## WHAT YOU HAVE TO DO:
Quote the material word for word, from the line with "Target: red warning triangle" through the end of the material.

## LISTED ENTRIES:
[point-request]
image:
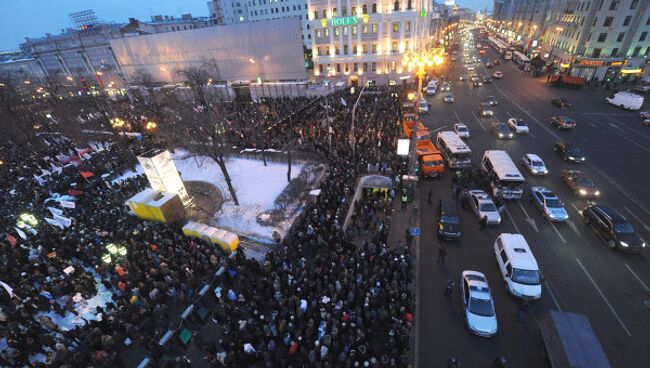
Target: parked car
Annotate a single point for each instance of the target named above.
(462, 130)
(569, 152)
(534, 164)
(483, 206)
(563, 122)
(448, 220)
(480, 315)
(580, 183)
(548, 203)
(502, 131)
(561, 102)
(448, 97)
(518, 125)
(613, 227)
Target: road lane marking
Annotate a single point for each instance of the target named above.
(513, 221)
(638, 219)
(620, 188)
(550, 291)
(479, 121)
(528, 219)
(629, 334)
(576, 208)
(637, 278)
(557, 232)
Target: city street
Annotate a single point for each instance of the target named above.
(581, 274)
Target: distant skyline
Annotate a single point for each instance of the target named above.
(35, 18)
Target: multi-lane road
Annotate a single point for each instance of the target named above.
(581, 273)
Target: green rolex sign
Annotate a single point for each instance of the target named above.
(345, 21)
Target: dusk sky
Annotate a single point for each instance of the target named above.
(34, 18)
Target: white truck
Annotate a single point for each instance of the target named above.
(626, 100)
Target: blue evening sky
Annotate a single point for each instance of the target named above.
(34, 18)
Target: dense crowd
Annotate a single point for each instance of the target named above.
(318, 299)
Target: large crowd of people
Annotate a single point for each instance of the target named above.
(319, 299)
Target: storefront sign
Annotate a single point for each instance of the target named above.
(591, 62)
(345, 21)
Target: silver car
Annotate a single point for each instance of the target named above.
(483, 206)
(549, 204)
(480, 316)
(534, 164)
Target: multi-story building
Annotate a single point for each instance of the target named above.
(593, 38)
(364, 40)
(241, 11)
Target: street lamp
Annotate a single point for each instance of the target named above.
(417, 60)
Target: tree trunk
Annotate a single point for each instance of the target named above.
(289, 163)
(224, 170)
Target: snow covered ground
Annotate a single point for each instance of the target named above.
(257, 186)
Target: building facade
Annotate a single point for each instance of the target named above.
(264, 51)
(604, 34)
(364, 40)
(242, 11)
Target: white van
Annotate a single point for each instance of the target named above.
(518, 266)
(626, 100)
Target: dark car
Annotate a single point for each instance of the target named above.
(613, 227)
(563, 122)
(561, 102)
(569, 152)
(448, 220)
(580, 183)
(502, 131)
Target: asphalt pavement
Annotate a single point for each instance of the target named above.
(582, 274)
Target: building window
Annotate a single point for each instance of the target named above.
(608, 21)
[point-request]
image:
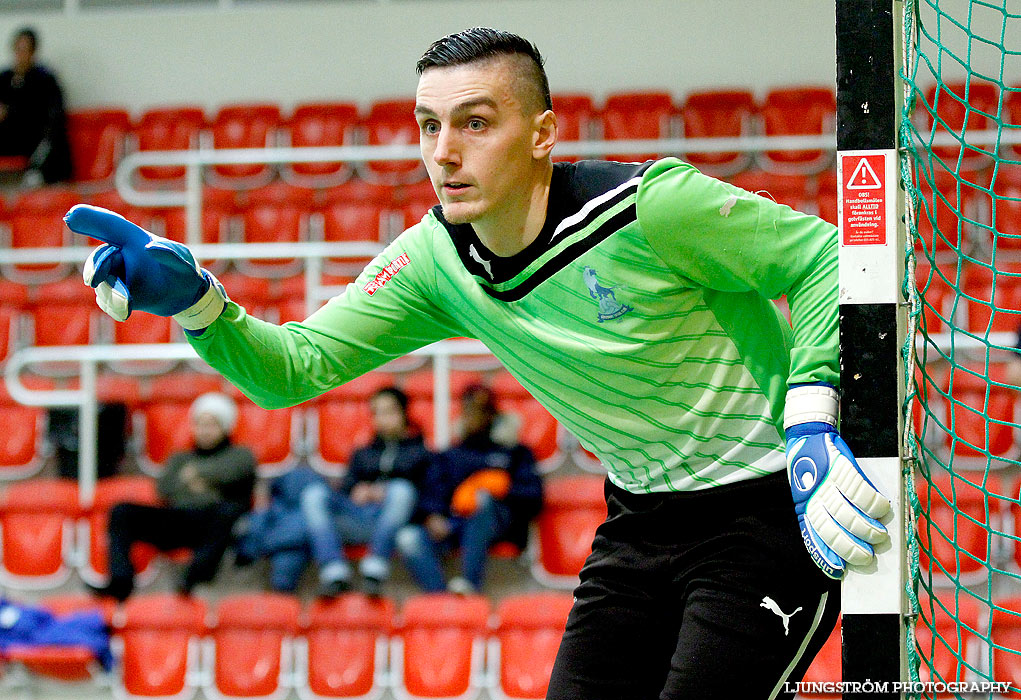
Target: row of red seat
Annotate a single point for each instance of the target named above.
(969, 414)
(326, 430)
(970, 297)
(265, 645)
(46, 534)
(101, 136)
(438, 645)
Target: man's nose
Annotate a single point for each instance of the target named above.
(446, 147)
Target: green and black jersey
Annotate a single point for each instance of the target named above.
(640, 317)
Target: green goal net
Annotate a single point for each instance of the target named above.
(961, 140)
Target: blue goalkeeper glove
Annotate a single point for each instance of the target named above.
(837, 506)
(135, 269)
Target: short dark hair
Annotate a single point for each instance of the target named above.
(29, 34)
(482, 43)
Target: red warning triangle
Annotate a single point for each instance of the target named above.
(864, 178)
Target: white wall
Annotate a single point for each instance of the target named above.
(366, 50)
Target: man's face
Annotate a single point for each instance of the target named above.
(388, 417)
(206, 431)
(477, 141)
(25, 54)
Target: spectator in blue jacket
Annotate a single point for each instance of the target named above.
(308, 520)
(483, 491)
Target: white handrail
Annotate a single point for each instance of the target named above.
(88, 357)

## COMPLETED TASK:
Target: red warning triangle
Annotate a single point for each instance of the target named above.
(864, 178)
Target: white wall
Annotate a single point for each instance of the target named above.
(366, 50)
Target: man's face
Annotate a single point for each instance of the target named above.
(388, 417)
(206, 431)
(477, 141)
(25, 54)
Target: spectator in blue jacket
Annotate a single point for each instance of the target named above.
(308, 520)
(483, 491)
Target: white handrail
Annotate a single point for each instance of the target named above.
(88, 357)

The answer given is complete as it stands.